> [Directions] Begin with the line in which "of the keyboard" appears and end with the final line of the entries. Retype each one exactly and add nothing.

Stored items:
== Segment start ==

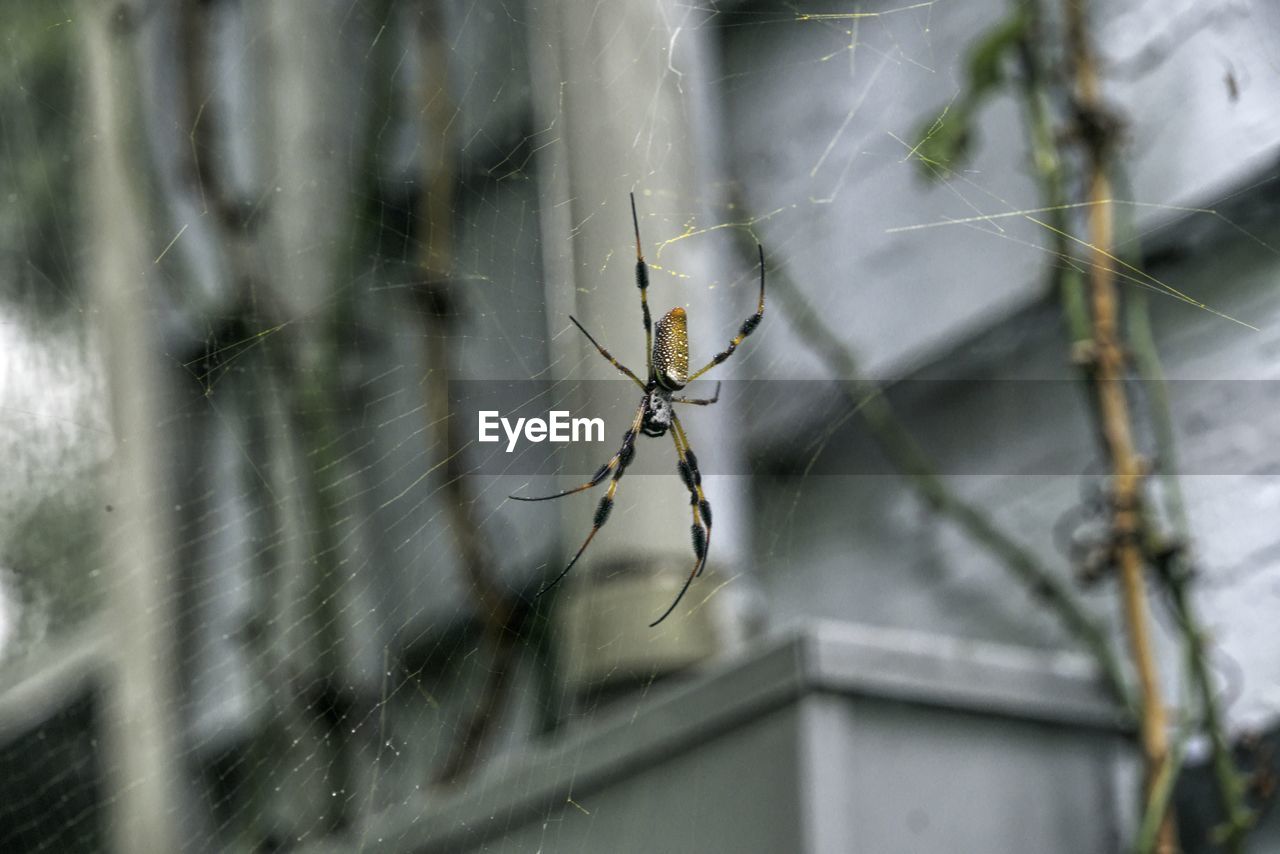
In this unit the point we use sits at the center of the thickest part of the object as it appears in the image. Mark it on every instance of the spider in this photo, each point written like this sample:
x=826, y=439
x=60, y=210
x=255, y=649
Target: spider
x=667, y=366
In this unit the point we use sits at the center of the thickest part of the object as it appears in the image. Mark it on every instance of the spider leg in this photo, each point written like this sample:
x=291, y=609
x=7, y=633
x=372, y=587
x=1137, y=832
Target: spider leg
x=699, y=402
x=748, y=328
x=643, y=283
x=702, y=510
x=620, y=462
x=607, y=354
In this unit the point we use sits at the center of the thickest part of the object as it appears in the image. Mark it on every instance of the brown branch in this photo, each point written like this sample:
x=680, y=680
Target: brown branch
x=1109, y=359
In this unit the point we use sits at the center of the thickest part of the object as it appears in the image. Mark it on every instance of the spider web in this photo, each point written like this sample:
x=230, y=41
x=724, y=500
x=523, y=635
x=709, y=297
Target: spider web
x=343, y=255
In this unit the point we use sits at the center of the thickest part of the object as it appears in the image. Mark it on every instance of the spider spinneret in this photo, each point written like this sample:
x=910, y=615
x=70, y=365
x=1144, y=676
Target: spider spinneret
x=667, y=373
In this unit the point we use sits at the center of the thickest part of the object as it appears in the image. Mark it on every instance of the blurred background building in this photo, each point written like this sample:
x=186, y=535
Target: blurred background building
x=260, y=588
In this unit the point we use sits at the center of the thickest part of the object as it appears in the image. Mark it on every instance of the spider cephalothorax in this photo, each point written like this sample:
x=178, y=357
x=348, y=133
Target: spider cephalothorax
x=667, y=356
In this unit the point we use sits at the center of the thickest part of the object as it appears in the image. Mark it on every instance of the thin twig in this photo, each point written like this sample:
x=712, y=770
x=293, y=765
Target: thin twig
x=1097, y=137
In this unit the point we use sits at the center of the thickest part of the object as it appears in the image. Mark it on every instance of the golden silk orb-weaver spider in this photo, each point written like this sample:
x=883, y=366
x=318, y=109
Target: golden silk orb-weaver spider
x=667, y=366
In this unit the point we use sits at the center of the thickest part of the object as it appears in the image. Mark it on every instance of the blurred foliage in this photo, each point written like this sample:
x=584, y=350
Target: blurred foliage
x=944, y=144
x=51, y=560
x=49, y=539
x=39, y=103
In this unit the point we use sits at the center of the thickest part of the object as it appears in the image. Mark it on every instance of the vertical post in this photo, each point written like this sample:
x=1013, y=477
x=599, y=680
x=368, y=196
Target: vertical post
x=142, y=699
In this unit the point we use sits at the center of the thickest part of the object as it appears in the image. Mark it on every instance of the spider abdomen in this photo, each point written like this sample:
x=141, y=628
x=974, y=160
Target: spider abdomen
x=671, y=350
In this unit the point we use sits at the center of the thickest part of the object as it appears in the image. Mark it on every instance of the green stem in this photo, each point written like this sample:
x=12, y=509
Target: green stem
x=1157, y=802
x=1178, y=578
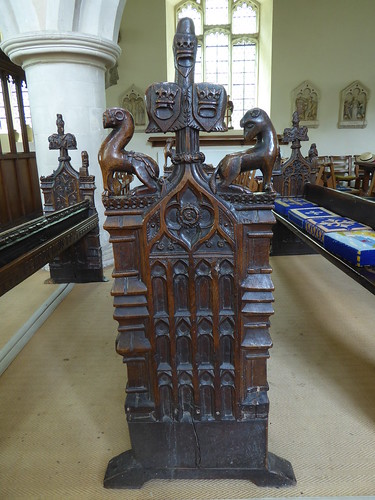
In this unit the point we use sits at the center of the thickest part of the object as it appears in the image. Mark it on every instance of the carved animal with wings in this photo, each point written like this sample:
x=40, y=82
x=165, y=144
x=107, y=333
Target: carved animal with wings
x=114, y=158
x=262, y=156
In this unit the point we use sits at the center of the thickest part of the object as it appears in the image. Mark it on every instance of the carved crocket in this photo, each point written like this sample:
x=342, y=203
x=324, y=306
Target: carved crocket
x=114, y=158
x=262, y=156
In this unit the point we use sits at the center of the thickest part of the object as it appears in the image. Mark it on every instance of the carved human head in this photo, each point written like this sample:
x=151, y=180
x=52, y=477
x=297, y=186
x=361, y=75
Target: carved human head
x=185, y=46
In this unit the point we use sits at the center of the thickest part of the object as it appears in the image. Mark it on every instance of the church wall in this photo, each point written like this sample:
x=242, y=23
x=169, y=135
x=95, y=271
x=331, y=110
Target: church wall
x=326, y=42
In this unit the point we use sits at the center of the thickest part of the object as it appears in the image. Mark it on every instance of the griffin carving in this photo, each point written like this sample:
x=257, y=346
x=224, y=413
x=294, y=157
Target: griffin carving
x=262, y=156
x=114, y=158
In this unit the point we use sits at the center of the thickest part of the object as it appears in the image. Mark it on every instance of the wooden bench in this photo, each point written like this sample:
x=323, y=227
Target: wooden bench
x=295, y=179
x=66, y=236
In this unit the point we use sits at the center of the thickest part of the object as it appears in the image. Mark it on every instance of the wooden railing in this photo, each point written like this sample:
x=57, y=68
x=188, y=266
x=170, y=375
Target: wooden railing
x=20, y=198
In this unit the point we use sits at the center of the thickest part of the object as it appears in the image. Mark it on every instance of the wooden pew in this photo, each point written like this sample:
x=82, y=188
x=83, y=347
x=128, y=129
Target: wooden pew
x=66, y=236
x=292, y=179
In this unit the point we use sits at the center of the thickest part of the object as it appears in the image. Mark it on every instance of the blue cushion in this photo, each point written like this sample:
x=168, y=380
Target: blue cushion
x=299, y=216
x=320, y=226
x=283, y=205
x=357, y=247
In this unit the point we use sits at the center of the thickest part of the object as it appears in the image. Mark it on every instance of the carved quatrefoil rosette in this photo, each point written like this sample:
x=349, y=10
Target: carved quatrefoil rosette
x=189, y=217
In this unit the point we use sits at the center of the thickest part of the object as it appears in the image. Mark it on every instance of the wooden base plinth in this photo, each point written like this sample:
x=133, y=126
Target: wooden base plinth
x=124, y=472
x=198, y=450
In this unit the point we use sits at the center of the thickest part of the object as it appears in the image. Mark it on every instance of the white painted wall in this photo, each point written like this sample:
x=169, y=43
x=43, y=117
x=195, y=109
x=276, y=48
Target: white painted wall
x=330, y=43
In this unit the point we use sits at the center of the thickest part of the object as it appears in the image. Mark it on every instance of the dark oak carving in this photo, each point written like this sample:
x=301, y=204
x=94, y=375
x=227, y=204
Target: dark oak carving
x=81, y=262
x=193, y=297
x=291, y=177
x=255, y=123
x=113, y=158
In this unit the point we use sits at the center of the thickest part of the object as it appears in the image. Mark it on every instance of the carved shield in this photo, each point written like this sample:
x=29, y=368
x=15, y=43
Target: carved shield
x=209, y=102
x=163, y=101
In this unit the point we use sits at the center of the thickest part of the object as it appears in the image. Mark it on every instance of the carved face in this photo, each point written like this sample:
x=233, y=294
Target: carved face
x=253, y=122
x=185, y=46
x=114, y=116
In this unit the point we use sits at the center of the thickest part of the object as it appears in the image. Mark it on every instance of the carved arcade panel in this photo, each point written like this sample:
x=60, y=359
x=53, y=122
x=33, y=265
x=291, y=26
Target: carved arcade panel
x=192, y=288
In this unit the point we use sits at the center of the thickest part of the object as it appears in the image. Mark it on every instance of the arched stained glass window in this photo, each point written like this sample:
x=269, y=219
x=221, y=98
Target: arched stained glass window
x=228, y=33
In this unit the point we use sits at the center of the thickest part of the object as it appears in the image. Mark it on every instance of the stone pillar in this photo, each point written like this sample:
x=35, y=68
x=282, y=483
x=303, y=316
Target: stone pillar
x=65, y=47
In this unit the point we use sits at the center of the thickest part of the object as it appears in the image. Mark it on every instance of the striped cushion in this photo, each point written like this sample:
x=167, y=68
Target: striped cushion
x=320, y=226
x=357, y=247
x=299, y=216
x=283, y=205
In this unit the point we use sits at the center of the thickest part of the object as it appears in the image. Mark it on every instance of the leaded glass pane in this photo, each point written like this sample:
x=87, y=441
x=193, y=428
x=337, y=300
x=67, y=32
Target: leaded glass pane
x=198, y=75
x=243, y=79
x=188, y=10
x=216, y=12
x=217, y=58
x=244, y=19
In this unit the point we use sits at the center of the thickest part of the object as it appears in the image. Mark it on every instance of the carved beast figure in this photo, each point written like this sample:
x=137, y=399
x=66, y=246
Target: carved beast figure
x=255, y=123
x=113, y=157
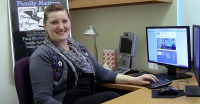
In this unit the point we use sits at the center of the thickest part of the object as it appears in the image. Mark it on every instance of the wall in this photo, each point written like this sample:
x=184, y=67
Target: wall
x=7, y=86
x=112, y=22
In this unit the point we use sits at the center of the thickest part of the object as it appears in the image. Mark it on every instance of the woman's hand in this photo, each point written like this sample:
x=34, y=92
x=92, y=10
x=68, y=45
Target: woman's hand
x=145, y=79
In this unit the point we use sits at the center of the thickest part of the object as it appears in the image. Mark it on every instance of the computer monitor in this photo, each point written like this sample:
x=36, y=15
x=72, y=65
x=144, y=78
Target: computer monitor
x=169, y=46
x=195, y=90
x=127, y=46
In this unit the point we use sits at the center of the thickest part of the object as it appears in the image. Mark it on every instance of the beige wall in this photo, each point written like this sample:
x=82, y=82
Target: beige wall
x=7, y=86
x=112, y=22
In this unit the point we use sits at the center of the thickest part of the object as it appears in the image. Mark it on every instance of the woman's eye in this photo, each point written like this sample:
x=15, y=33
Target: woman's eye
x=65, y=21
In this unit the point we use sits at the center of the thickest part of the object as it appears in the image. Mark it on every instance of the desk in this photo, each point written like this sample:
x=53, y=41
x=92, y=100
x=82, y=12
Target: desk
x=142, y=95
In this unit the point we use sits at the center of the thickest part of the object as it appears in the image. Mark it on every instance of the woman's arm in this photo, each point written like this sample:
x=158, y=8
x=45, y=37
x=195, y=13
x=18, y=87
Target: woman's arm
x=141, y=80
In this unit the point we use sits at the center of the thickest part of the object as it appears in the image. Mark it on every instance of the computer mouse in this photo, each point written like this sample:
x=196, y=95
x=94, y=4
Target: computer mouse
x=168, y=91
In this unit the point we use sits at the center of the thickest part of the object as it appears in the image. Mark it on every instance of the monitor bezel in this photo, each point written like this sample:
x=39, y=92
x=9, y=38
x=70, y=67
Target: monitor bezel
x=188, y=44
x=197, y=74
x=132, y=54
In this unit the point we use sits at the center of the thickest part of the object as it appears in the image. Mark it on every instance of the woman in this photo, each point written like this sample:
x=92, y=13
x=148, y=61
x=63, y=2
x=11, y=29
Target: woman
x=63, y=71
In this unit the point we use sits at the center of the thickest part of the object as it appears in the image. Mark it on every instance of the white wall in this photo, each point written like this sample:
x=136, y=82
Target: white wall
x=189, y=14
x=7, y=87
x=111, y=22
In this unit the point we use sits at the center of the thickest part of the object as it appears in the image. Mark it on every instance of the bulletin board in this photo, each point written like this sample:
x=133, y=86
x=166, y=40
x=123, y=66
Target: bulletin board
x=26, y=25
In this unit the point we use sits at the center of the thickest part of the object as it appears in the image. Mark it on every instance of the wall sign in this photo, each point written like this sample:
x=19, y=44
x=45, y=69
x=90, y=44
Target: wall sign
x=26, y=25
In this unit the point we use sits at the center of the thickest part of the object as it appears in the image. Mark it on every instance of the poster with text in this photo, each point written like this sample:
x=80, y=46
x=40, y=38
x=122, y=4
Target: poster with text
x=26, y=25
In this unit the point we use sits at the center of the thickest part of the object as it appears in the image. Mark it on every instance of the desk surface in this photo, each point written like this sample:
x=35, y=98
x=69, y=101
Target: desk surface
x=142, y=95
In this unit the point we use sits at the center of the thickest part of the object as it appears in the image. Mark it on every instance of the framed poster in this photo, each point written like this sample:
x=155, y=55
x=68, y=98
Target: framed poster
x=26, y=25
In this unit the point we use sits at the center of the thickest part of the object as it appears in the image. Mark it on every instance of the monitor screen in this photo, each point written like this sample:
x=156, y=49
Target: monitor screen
x=169, y=46
x=194, y=90
x=127, y=45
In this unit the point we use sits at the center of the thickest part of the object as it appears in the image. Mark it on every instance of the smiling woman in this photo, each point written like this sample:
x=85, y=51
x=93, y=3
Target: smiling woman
x=63, y=71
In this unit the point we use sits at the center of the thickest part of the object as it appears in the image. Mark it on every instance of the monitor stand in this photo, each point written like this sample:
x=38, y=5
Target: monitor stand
x=173, y=75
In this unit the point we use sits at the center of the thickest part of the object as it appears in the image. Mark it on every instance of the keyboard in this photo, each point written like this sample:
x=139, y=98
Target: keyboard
x=125, y=70
x=163, y=80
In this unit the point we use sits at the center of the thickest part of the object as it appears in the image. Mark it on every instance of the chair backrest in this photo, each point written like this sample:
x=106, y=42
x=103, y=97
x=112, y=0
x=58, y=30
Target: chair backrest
x=22, y=81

== Segment end ==

> [Answer space]
In this unit the point we use sits at the center of the thickest part of the object as it appears in the image. Mark it on every instance of the keyboard in this photo, each point written like this sample:
x=139, y=98
Target: keyboard
x=125, y=70
x=163, y=80
In this unit the point we use sits at the center of the thickest part of the object as it appears in the image. Mark it on every instance of the chair backrest in this photo, each point written like this sample:
x=106, y=42
x=103, y=97
x=112, y=0
x=58, y=30
Target: chair backrest
x=22, y=81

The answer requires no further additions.